▶ _Stated problem_:
Quote each line exactly, from the line that contains "Spot the white paw" down to the last line of the listing, and no other lines.

Named object pointing entries

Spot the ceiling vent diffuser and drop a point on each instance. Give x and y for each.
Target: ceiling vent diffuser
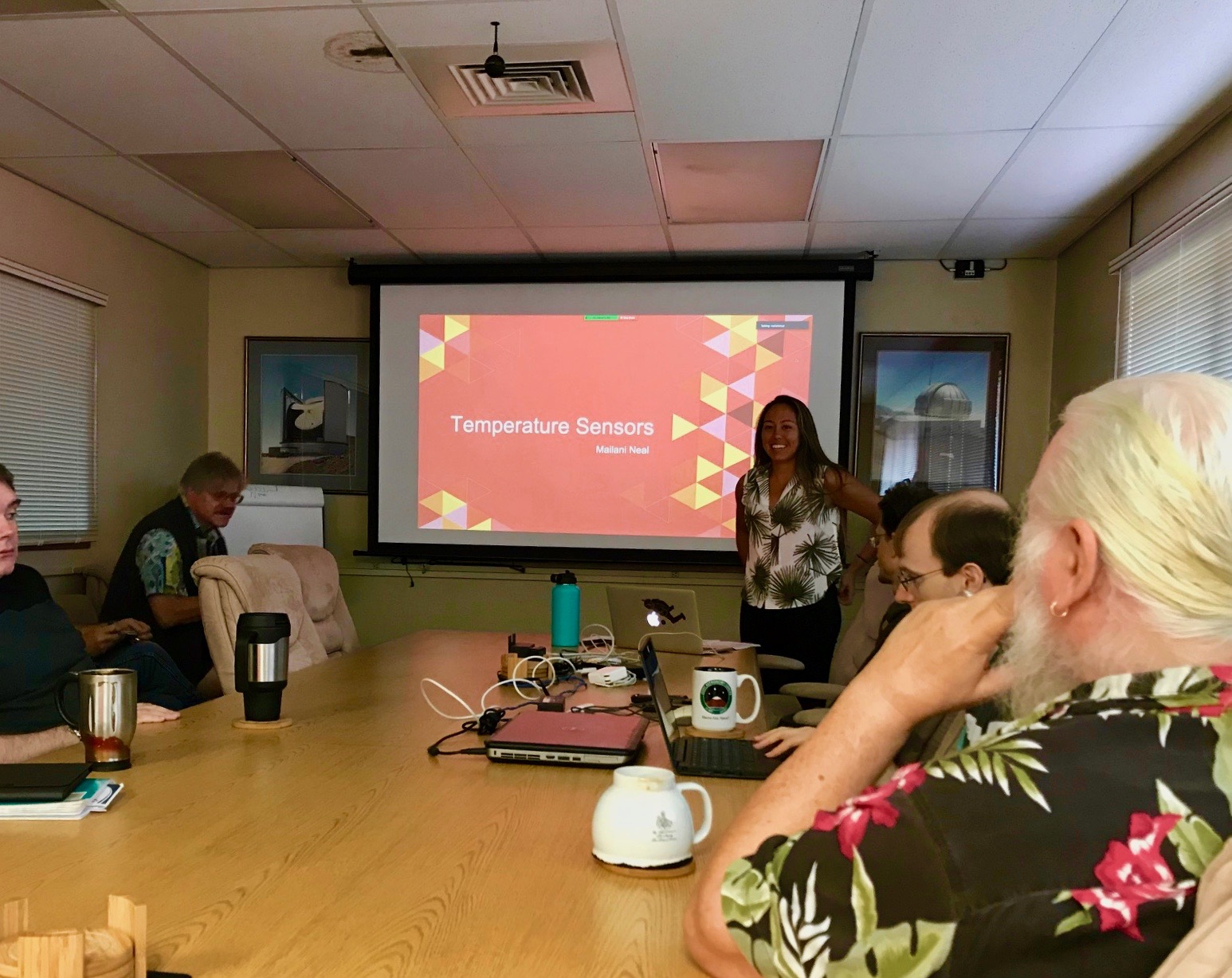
(524, 84)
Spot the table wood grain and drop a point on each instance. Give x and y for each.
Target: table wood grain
(339, 847)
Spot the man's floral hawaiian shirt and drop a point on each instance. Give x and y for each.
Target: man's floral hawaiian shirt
(1069, 842)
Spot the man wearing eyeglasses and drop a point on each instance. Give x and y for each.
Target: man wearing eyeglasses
(151, 582)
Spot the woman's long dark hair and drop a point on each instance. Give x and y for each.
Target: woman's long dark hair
(811, 458)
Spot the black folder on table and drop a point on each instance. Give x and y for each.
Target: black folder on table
(40, 783)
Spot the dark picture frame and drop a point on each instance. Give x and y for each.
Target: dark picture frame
(932, 407)
(306, 411)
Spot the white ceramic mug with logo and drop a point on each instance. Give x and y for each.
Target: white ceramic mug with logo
(713, 704)
(643, 820)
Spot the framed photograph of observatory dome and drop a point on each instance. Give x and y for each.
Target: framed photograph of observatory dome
(306, 413)
(932, 408)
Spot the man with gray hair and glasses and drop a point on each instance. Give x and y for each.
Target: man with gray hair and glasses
(1072, 840)
(151, 582)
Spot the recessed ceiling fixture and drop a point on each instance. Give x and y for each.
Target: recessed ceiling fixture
(361, 51)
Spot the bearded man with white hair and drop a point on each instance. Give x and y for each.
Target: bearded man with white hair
(1072, 840)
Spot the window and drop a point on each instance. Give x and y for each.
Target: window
(1175, 311)
(47, 403)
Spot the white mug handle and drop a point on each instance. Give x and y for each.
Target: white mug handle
(757, 697)
(705, 806)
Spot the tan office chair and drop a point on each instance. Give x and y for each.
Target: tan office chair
(322, 593)
(228, 587)
(1206, 950)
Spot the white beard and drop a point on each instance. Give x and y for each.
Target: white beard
(1034, 650)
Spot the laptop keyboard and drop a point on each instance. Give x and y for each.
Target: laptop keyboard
(730, 758)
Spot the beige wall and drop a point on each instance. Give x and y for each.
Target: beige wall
(151, 352)
(906, 296)
(1087, 296)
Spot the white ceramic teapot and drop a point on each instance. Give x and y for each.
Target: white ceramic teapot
(643, 820)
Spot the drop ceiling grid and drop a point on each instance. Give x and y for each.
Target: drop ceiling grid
(178, 115)
(1161, 63)
(967, 65)
(713, 70)
(1071, 173)
(273, 65)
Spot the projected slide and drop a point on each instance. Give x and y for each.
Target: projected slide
(600, 424)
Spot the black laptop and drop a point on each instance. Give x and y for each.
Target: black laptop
(701, 756)
(40, 783)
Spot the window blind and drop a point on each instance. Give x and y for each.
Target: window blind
(1175, 307)
(47, 410)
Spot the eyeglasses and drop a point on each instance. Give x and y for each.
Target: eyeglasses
(909, 580)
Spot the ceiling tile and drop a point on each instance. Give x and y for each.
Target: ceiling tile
(1067, 173)
(967, 65)
(889, 239)
(904, 178)
(227, 249)
(731, 69)
(600, 242)
(546, 131)
(727, 183)
(1161, 62)
(121, 88)
(413, 187)
(29, 131)
(462, 244)
(336, 246)
(122, 191)
(138, 6)
(1006, 238)
(784, 238)
(264, 190)
(521, 22)
(273, 65)
(573, 185)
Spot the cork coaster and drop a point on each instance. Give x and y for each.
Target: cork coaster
(263, 725)
(638, 872)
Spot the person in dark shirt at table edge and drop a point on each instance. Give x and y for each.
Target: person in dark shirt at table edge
(38, 644)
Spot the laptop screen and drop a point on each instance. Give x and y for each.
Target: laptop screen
(659, 693)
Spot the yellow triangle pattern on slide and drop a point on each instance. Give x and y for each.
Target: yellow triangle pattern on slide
(765, 357)
(732, 455)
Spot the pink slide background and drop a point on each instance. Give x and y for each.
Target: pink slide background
(700, 379)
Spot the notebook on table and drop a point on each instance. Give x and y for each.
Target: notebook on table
(701, 756)
(577, 739)
(40, 783)
(665, 615)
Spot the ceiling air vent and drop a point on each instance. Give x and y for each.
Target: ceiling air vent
(524, 84)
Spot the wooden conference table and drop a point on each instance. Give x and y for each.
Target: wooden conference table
(339, 847)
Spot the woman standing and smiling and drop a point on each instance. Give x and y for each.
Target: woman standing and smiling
(787, 535)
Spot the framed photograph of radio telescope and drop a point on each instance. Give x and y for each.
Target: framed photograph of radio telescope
(306, 413)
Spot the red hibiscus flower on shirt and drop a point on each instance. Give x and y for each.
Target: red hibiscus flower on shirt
(853, 817)
(1132, 874)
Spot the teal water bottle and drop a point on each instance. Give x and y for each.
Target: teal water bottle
(566, 611)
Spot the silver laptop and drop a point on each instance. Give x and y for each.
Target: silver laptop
(667, 615)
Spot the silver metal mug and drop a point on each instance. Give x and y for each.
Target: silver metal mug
(106, 715)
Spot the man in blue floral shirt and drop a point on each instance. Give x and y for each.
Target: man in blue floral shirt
(1072, 840)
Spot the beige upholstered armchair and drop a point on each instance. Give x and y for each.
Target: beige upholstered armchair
(322, 593)
(230, 587)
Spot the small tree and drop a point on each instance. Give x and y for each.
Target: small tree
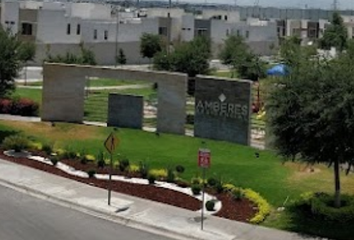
(336, 34)
(121, 58)
(188, 57)
(239, 57)
(150, 44)
(310, 112)
(13, 53)
(27, 53)
(87, 57)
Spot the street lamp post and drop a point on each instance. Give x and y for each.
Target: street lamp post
(116, 38)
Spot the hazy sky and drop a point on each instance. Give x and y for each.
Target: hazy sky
(342, 4)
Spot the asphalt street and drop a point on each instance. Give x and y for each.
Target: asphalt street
(23, 217)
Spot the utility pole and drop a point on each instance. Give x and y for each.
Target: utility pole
(335, 5)
(169, 28)
(116, 40)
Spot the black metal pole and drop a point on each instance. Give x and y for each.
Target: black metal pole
(203, 196)
(110, 180)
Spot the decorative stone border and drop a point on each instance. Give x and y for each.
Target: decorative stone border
(72, 171)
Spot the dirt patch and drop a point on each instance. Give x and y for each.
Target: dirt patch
(58, 131)
(242, 210)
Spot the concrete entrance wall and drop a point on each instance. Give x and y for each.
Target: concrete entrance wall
(64, 92)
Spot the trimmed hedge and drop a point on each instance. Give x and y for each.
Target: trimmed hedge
(19, 106)
(321, 205)
(262, 205)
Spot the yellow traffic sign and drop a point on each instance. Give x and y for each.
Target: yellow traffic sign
(111, 143)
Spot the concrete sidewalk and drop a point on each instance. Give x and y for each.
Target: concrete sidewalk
(138, 213)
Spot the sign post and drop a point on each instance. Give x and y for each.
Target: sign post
(204, 163)
(111, 144)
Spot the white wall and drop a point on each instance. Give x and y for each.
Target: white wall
(187, 30)
(127, 32)
(221, 29)
(52, 27)
(163, 12)
(91, 11)
(231, 16)
(10, 15)
(31, 4)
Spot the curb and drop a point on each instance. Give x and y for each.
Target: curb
(100, 213)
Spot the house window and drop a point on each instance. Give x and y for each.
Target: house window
(201, 32)
(163, 31)
(78, 29)
(26, 29)
(68, 29)
(105, 35)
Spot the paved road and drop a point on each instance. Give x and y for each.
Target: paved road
(23, 217)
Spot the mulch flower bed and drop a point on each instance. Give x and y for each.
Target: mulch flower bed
(242, 210)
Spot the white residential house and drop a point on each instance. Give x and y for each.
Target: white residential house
(228, 16)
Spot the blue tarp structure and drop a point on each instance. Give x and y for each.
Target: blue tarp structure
(278, 70)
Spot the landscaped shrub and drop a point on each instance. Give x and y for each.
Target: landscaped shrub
(90, 157)
(180, 169)
(228, 187)
(158, 173)
(196, 180)
(100, 159)
(219, 187)
(47, 148)
(24, 107)
(210, 205)
(190, 119)
(68, 154)
(54, 160)
(262, 204)
(237, 194)
(212, 181)
(16, 142)
(134, 168)
(5, 106)
(196, 189)
(143, 169)
(151, 179)
(170, 178)
(182, 183)
(36, 146)
(321, 206)
(123, 164)
(91, 173)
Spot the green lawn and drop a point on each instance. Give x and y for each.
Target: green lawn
(34, 94)
(233, 163)
(102, 82)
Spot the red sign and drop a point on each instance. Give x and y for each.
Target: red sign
(204, 158)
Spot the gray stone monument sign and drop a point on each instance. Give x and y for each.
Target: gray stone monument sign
(125, 111)
(223, 109)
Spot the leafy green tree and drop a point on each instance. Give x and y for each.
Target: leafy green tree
(191, 58)
(27, 53)
(87, 57)
(13, 54)
(121, 58)
(239, 57)
(336, 34)
(150, 44)
(310, 112)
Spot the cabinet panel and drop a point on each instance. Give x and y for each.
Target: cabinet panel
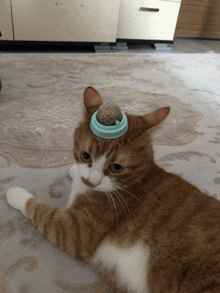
(5, 20)
(66, 20)
(199, 19)
(147, 19)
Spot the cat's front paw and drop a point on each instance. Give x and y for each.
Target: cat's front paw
(17, 198)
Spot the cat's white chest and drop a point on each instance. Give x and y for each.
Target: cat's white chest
(130, 264)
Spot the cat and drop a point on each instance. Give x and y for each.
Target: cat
(147, 230)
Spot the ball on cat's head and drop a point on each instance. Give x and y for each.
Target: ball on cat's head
(108, 114)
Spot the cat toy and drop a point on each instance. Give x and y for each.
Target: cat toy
(109, 122)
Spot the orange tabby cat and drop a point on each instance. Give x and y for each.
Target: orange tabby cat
(146, 229)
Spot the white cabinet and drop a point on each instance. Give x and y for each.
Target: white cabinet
(96, 21)
(66, 20)
(148, 19)
(5, 20)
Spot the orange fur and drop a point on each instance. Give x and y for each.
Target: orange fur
(178, 223)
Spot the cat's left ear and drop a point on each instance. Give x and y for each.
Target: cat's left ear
(92, 100)
(156, 117)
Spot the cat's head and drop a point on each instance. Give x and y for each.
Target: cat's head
(106, 164)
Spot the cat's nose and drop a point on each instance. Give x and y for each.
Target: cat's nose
(95, 178)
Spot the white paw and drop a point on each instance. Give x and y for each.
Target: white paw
(17, 198)
(74, 170)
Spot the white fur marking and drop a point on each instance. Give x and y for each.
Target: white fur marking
(94, 174)
(130, 263)
(17, 198)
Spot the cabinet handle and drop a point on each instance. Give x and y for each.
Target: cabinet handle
(148, 9)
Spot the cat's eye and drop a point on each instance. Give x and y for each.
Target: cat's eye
(116, 168)
(86, 157)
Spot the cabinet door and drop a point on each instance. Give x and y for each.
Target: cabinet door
(5, 20)
(147, 19)
(66, 20)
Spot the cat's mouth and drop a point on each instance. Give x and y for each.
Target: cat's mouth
(87, 182)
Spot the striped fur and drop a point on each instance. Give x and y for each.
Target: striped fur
(149, 231)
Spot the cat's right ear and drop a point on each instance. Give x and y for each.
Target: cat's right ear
(92, 100)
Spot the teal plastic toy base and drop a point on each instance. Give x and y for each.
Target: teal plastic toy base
(109, 132)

▶ _Final result_:
Spot the white paw and drop a point on each instance. Give x and y for each.
Target: white paw
(17, 198)
(74, 170)
Spot the white fur marking and drop a point on each instance. Give x and y for each.
Target: white fur marking
(94, 174)
(130, 263)
(17, 198)
Spot the cabinet handle and drop a point on each instance. Give x and y for each.
Target: cabinet handle
(148, 9)
Spot the cat's eye and drop a point on each instance. Give x and y for each.
Target: cat's eye
(116, 168)
(86, 157)
Spot the cabinet door and drop a point on each instance. Give x and y for each.
Target: cabinet door
(5, 20)
(147, 19)
(66, 20)
Spot the cat's mouth and drop a point on each instance. Give x and y for each.
Target: cat's mouth
(87, 182)
Spot the striped fur and drop a point on each instance. Give x and y for each.
Target: striped fur
(149, 231)
Spot the cat's right ear and drop a point on each instance. Give x and y for each.
Target: cat's right ear
(92, 100)
Spot the teal plastic toy base and drop a point on each instance. Give x and y for each.
Target: teal plastic toy base
(109, 132)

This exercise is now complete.